#### Job:
Tally the lines of the records below that contain the string "background". Reply with the number only.

#### Data records:
----
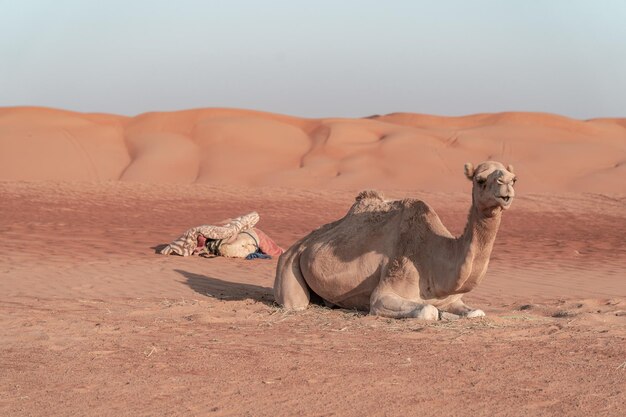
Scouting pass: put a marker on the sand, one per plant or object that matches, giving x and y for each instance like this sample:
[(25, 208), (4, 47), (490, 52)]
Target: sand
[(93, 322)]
----
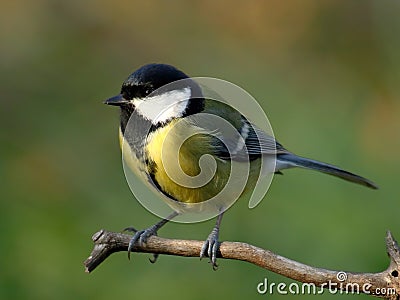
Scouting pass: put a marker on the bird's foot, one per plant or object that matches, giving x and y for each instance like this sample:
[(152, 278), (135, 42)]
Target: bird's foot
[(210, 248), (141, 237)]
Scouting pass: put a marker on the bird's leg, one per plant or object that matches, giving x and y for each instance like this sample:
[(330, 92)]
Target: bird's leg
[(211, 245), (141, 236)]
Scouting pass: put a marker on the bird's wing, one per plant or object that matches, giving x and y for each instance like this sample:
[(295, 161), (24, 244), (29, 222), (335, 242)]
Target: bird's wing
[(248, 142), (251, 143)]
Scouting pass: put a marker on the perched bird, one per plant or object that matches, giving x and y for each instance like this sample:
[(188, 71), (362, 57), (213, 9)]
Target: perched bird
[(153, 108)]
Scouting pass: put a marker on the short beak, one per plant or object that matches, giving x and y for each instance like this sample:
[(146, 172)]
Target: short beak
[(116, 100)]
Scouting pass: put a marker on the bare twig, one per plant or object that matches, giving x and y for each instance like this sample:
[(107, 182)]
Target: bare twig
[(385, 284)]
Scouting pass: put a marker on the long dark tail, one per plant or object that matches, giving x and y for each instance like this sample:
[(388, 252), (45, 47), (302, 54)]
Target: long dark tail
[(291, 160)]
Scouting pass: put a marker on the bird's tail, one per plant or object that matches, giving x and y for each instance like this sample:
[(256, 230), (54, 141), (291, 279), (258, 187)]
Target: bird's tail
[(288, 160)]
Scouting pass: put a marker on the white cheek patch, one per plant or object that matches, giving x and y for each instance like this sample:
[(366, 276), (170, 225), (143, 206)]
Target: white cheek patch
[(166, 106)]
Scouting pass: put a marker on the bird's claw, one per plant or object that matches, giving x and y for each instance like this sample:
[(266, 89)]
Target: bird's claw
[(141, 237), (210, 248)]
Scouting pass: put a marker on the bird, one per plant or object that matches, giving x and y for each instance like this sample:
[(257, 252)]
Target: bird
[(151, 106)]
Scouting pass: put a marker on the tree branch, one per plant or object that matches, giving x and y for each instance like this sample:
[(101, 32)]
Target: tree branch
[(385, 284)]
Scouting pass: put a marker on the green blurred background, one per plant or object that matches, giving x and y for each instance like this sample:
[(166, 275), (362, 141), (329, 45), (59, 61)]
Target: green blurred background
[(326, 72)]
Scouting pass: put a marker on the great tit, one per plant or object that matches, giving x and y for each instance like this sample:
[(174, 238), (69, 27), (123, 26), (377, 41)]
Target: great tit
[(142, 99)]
----
#### Response to this task:
2